• TEXT SEGMENT:
Lawyers, judges, prosecutors and other actors involved with the legal system in Afghanistan face grave risks to their safety, and lawyers still practicing must navigate a deeply challenging, non-independent legal system, the Special Rapporteur on the situation of human rights in Afghanistan and the Special Rapporteur on the independence of judges and lawyers said on Friday.
To mark the International Day of the Endangered Lawyer, 24 January 2023, the two UN experts in a statement said they are gravely concerned about the dire situation faced by lawyers in Afghanistan and take this occasion to stress their broad concerns about the human rights abuses resulting from the dismantling of the independent legal system, and its replacement with a de facto system that flagrantly violates international standards.
“Since Taliban de facto authorities assumed control of Afghanistan in August 2021, lawyers and other legal professionals have faced incredible obstacles but have nonetheless persisted in their efforts to meet the legal needs of Afghan people,” two UN experts — Margaret Satterthwaite, the UN Special Rapporteur on the independence of judges and lawyers, and Richard Bennett, the UN Special Rapporteur on the situation of human rights in Afghanistan, said.
Legal professionals—especially women—face immense hardship and significant risks for attempting to play this key role, and the international community should support them and enable their critical work.
Systematic exclusion of women from legal system
The two UN experts said that in an act of brazen discrimination, the Taliban have attempted to effectively ban all women—including women judges, prosecutors, and lawyers—from participating in the legal system.
Among those removed were more than 250 women judges—over 10% of the bench before the Taliban takeover—as well as many hundreds of women lawyers and prosecutors, the experts said, adding that due to threats to their security, many women judges have fled the country or gone into hiding.
“Women lawyers have been unable to seek renewal of their licenses, a requirement imposed by the Taliban, and therefore cannot practice law within the de facto system,” the UN experts said.
These and other restrictions on women’s participation in public life amount to grave violations of their human rights. Reports indicate that numerous women lawyers are experiencing serious mental health problems in response to these measures, they said.

• COLLECTED DATA:

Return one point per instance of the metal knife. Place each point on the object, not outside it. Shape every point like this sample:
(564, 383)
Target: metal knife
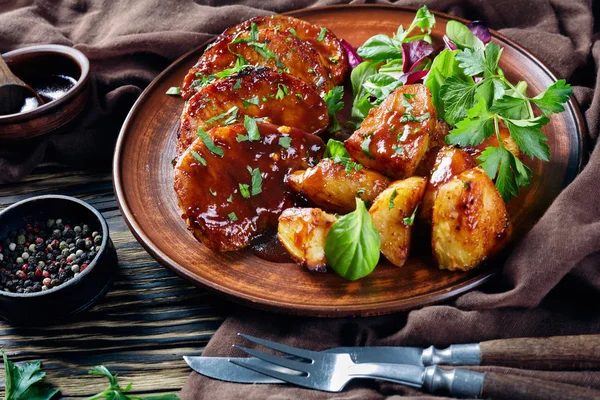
(552, 353)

• EXERCISE 1:
In the statement on lawyers in Afghanistan, how many women judges were removed from the legal system?
• EXERCISE 2:
Carry the statement on lawyers in Afghanistan forward from its last sentence.

• TASK OUTPUT 1:
More than 250 women judges, over 10% of the bench before the Taliban takeover.

• TASK OUTPUT 2:
The UN experts added that not only are women lawyers in danger and their livelihoods upended, but the valuable services they provided—especially for other women—have been largely wiped out.
Despite these immense challenges, reports suggest that many women lawyers are persevering, finding ways to provide much needed legal assistance, the experts said.
Some women have reportedly taken on advisory roles, offering advice and drafting documents for male colleagues, and others have reportedly been able to work at legal aid organizations and law offices, though the escalation of restrictions on women in late December 2022 may interfere with such arrangements. It appears that the space for women lawyers to continue to function varies widely from province to province, the experts said.
Prosecutors have been side-lined and face grave risks
Prosecutors have been systematically marginalized and are unable to play their crucial role in the administration of justice, the UN experts said.
They added that the Taliban fired all prosecutors when they took control of Afghanistan.
While some male prosecutors were reinstated in the months that followed, in 2022, all remaining prosecutors were ordered to halt their work and transfer all investigations to de facto courts, the experts said.
This exclusion violates international norms concerning the independent functioning of prosecution services.
A subset of prosecutors—especially those who investigated and prosecuted members of the Taliban—face extremely grave risks as a result of their previous work, and many reportedly remain in hiding, according to the experts.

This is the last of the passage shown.